──────── TASK MATERIAL ────────

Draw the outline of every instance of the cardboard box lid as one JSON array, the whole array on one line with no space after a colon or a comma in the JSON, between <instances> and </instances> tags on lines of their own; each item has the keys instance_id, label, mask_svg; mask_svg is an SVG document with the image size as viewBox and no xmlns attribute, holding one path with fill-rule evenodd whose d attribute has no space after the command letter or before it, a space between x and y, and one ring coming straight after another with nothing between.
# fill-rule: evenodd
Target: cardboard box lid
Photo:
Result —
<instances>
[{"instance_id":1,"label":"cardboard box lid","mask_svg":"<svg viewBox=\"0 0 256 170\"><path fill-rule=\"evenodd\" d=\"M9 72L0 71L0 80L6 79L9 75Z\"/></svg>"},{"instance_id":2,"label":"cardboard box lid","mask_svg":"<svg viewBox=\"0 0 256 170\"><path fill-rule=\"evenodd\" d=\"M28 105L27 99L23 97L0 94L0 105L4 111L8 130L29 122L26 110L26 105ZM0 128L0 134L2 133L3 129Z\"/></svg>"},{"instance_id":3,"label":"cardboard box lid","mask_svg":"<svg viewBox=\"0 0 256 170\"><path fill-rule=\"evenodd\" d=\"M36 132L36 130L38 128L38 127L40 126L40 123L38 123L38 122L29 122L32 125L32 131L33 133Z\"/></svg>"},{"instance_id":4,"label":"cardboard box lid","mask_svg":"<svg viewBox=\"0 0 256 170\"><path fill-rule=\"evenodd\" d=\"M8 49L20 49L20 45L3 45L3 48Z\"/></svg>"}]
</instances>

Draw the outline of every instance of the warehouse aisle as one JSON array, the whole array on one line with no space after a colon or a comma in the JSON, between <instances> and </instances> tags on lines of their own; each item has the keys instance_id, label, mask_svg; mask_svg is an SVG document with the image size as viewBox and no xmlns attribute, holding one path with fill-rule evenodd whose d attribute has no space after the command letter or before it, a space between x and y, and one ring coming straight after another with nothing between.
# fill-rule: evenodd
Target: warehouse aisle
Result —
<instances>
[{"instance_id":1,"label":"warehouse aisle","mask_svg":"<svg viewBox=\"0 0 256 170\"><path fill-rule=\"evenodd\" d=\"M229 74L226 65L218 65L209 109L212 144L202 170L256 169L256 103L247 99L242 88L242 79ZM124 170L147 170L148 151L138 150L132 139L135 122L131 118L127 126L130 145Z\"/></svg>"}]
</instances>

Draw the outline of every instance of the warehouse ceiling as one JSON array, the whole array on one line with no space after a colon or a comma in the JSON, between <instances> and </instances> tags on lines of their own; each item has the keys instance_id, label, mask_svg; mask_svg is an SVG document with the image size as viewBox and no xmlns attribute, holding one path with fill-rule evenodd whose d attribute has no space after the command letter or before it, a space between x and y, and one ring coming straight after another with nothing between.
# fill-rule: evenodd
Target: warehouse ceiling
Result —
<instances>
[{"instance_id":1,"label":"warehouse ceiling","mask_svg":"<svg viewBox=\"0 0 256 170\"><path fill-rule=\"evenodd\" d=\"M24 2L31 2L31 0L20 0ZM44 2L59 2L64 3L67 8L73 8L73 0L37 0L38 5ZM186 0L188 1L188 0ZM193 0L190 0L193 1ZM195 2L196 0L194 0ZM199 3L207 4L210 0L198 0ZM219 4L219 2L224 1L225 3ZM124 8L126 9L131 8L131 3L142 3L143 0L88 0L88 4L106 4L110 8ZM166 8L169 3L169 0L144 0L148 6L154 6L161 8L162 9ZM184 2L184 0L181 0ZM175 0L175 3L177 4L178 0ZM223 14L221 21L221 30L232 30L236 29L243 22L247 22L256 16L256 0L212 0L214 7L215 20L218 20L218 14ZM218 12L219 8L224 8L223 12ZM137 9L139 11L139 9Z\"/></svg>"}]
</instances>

────────

● **TASK GOAL**: Recast every line of the entries above as a JSON list of strings, with one string per line and blank lines omitted.

● **RIGHT ANSWER**:
[
  "Draw the outline of every instance of the cardboard box lid as one JSON array, the whole array on one line with no space after a colon or a comma in the JSON, between <instances> and </instances> tags on lines of their own; each item has the keys instance_id, label, mask_svg; mask_svg is an SVG document with the image size as viewBox and no xmlns attribute, holding one path with fill-rule evenodd whose d attribute has no space after the command letter or before it, a space between x and y, and one ring coming straight after another with nothing between.",
  "# fill-rule: evenodd",
  "Target: cardboard box lid",
  "Photo:",
  "Result —",
  "<instances>",
  "[{\"instance_id\":1,\"label\":\"cardboard box lid\",\"mask_svg\":\"<svg viewBox=\\\"0 0 256 170\\\"><path fill-rule=\\\"evenodd\\\" d=\\\"M9 72L0 71L0 80L6 79L9 75Z\\\"/></svg>\"},{\"instance_id\":2,\"label\":\"cardboard box lid\",\"mask_svg\":\"<svg viewBox=\\\"0 0 256 170\\\"><path fill-rule=\\\"evenodd\\\" d=\\\"M28 105L27 99L23 97L0 94L0 105L4 111L8 130L29 122L26 110L26 105ZM0 128L0 134L2 133L3 129Z\\\"/></svg>\"},{\"instance_id\":3,\"label\":\"cardboard box lid\",\"mask_svg\":\"<svg viewBox=\\\"0 0 256 170\\\"><path fill-rule=\\\"evenodd\\\" d=\\\"M36 132L36 130L38 128L38 127L40 126L40 123L38 123L38 122L29 122L32 125L32 131L33 133Z\\\"/></svg>\"},{\"instance_id\":4,\"label\":\"cardboard box lid\",\"mask_svg\":\"<svg viewBox=\\\"0 0 256 170\\\"><path fill-rule=\\\"evenodd\\\" d=\\\"M8 49L20 49L20 45L3 45L3 48Z\\\"/></svg>\"}]",
  "</instances>",
  "Draw the outline of every instance of the warehouse aisle as one JSON array, the whole array on one line with no space after a colon or a comma in the JSON, between <instances> and </instances> tags on lines of their own; each item has the keys instance_id, label, mask_svg; mask_svg is an SVG document with the image size as viewBox and no xmlns attribute, holding one path with fill-rule evenodd whose d attribute has no space after the command letter or before it, a space between x and y, and one ring coming straight after another with nothing between.",
  "# fill-rule: evenodd",
  "Target: warehouse aisle",
  "Result —",
  "<instances>",
  "[{\"instance_id\":1,\"label\":\"warehouse aisle\",\"mask_svg\":\"<svg viewBox=\\\"0 0 256 170\\\"><path fill-rule=\\\"evenodd\\\" d=\\\"M229 74L226 65L218 65L209 109L212 144L202 170L256 169L256 103L247 99L242 88L242 79ZM124 170L147 170L148 151L138 150L132 139L135 122L131 118L127 126L130 145Z\\\"/></svg>\"}]",
  "</instances>",
  "Draw the outline of every instance of the warehouse ceiling as one JSON array, the whole array on one line with no space after a colon or a comma in the JSON, between <instances> and </instances> tags on lines of their own; each item has the keys instance_id, label, mask_svg; mask_svg is an SVG document with the image size as viewBox and no xmlns attribute, holding one path with fill-rule evenodd whose d attribute has no space after the command letter or before it, a space between x and y, and one ring coming straight after another with nothing between.",
  "# fill-rule: evenodd",
  "Target: warehouse ceiling",
  "Result —",
  "<instances>",
  "[{\"instance_id\":1,\"label\":\"warehouse ceiling\",\"mask_svg\":\"<svg viewBox=\\\"0 0 256 170\\\"><path fill-rule=\\\"evenodd\\\" d=\\\"M24 2L31 2L31 0L20 0ZM44 2L59 2L64 3L67 8L73 8L73 0L37 0L38 5ZM186 0L188 1L188 0ZM193 0L190 0L193 1ZM195 2L196 0L194 0ZM199 3L207 4L210 0L198 0ZM219 4L219 2L224 1L225 3ZM124 8L126 9L131 8L131 3L142 3L143 0L88 0L88 4L106 4L110 8ZM166 8L169 3L169 0L144 0L148 6L154 6L161 8L162 9ZM184 2L184 0L181 0ZM175 0L175 3L177 4L178 0ZM223 14L221 21L221 30L232 30L236 29L243 22L247 22L256 16L256 0L212 0L214 7L215 20L218 20L218 14ZM218 12L219 8L224 8L223 12ZM137 9L139 11L139 9Z\\\"/></svg>\"}]",
  "</instances>"
]